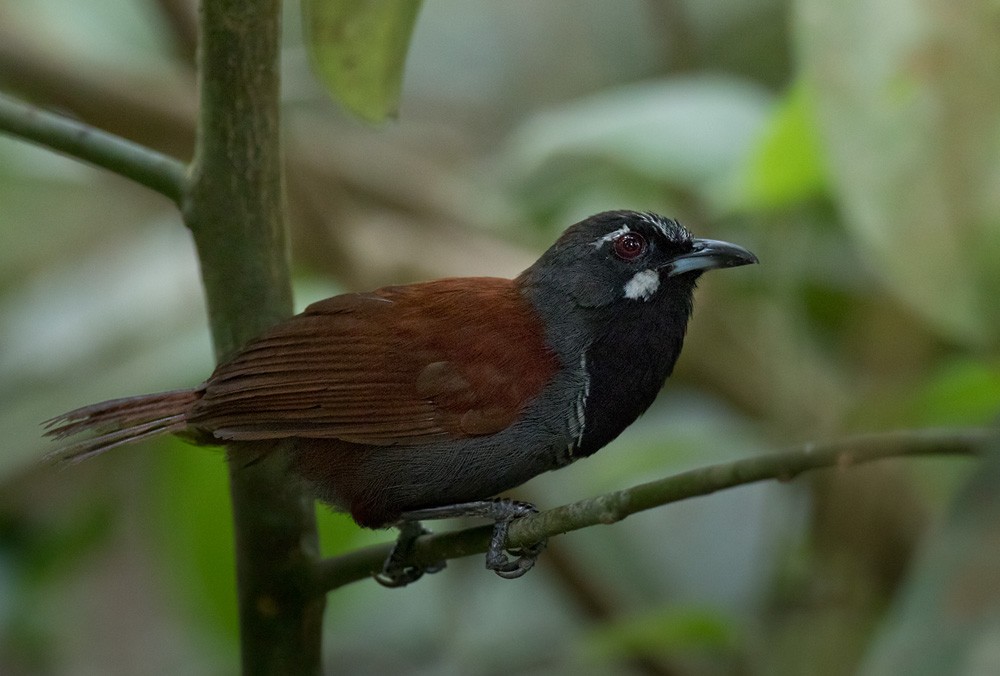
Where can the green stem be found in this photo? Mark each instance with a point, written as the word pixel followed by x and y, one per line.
pixel 80 141
pixel 613 507
pixel 235 211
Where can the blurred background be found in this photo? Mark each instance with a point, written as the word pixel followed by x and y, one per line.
pixel 852 146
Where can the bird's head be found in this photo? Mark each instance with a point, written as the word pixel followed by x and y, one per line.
pixel 629 257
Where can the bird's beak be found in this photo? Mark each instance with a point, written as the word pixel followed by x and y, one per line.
pixel 708 254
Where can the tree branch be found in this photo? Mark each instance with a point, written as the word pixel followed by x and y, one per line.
pixel 235 209
pixel 613 507
pixel 143 165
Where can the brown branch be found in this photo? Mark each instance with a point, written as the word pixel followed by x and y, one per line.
pixel 613 507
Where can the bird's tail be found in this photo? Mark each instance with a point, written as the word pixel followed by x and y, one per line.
pixel 120 421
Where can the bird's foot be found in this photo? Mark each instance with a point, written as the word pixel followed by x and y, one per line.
pixel 397 571
pixel 503 512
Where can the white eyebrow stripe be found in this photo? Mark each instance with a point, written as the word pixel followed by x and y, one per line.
pixel 655 221
pixel 601 241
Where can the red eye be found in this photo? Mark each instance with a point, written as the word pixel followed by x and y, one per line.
pixel 629 246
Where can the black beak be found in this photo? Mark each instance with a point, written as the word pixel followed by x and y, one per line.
pixel 709 254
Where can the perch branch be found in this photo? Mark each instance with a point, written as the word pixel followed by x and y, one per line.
pixel 80 141
pixel 613 507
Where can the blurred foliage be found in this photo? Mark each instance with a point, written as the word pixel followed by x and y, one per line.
pixel 358 49
pixel 852 146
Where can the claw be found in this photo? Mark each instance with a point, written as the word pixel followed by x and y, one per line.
pixel 396 572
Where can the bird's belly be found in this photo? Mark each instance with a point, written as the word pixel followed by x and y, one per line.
pixel 375 484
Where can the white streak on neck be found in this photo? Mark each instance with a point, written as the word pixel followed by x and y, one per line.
pixel 643 285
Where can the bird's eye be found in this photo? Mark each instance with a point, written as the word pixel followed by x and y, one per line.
pixel 629 245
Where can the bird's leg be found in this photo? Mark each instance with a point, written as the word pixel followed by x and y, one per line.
pixel 396 572
pixel 502 511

※ ※ ※

TASK DETAILS.
Reproduce only those lines of the entries above that run from the line with "Where can the bird's belly" to the final line.

RESPONSE TO THE TASK.
Where can the bird's belly be found in this photo? Mark each instance with a point, written as the word pixel followed by x and y, one per line.
pixel 375 484
Where can the white streak on neck be found in this photo? Mark each instance with a point, written as the word pixel followed by x and y, one per line.
pixel 643 285
Where can the bird's eye be found in this photo? Mark each instance with a point, written as the word pixel followed by x and y, one per line.
pixel 629 245
Where can the bird's leg be found in this photo? Mark each instance with a point, written as the word pixel followed by x and y, one per line.
pixel 396 572
pixel 502 511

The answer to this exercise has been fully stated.